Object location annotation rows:
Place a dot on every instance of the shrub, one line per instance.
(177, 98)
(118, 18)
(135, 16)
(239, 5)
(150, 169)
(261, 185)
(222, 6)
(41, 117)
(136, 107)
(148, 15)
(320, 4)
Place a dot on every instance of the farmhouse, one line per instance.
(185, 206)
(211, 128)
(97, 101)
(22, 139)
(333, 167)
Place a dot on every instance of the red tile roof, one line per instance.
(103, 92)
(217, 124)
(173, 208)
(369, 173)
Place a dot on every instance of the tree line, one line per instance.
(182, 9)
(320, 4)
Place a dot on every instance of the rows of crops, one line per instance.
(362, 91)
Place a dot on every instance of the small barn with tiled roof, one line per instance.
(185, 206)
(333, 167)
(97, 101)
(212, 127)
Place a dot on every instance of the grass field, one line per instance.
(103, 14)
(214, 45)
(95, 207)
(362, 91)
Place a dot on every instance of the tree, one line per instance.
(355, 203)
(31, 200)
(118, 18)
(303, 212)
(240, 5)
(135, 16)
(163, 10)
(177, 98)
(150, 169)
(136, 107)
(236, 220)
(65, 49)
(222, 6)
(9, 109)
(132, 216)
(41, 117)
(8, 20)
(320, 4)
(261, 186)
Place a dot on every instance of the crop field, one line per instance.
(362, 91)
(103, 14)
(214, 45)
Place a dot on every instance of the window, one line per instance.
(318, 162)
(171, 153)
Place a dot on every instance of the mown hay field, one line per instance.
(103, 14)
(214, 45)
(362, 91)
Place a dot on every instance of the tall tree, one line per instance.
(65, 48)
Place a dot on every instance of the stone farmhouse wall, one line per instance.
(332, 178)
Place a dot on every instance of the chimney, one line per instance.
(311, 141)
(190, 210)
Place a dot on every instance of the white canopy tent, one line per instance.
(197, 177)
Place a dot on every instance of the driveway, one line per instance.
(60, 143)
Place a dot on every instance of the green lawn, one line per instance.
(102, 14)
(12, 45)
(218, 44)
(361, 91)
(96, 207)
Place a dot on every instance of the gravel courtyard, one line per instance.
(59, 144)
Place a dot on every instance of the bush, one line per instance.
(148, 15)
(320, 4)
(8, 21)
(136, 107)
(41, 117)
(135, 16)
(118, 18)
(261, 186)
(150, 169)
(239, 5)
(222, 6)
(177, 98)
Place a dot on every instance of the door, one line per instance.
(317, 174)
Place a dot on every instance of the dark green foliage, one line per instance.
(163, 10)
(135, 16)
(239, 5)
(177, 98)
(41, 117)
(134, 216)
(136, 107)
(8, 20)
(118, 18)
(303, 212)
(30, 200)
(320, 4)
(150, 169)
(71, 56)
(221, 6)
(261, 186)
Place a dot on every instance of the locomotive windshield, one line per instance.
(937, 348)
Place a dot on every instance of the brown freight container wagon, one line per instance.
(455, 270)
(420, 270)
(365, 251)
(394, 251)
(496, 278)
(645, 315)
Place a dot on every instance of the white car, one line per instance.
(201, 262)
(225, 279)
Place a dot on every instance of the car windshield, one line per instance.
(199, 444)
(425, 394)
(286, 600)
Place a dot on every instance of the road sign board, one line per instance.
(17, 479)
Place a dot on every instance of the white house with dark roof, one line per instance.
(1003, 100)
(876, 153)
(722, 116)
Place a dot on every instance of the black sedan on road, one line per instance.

#### [EXERCISE]
Update the rows starting at the line containing "Place a dot on every instance of the white car, one" and ending at the last row, replacing "dot" with "marker" and leaving everything else unchanged. Give only those lines.

#### [RESULT FOR THIS TASK]
Place a marker on every instance of the white car, one line per instance.
(201, 262)
(225, 279)
Place a marker on every instance of the car windshield, one line per instance.
(199, 444)
(425, 394)
(286, 600)
Place a marker on every instance of the road sign board, one line per instance.
(17, 479)
Place a marker on every instance of the white house with dark roof, one line per instance.
(1003, 100)
(876, 153)
(722, 116)
Place a marker on every instance of the black sedan on road, one line per instance.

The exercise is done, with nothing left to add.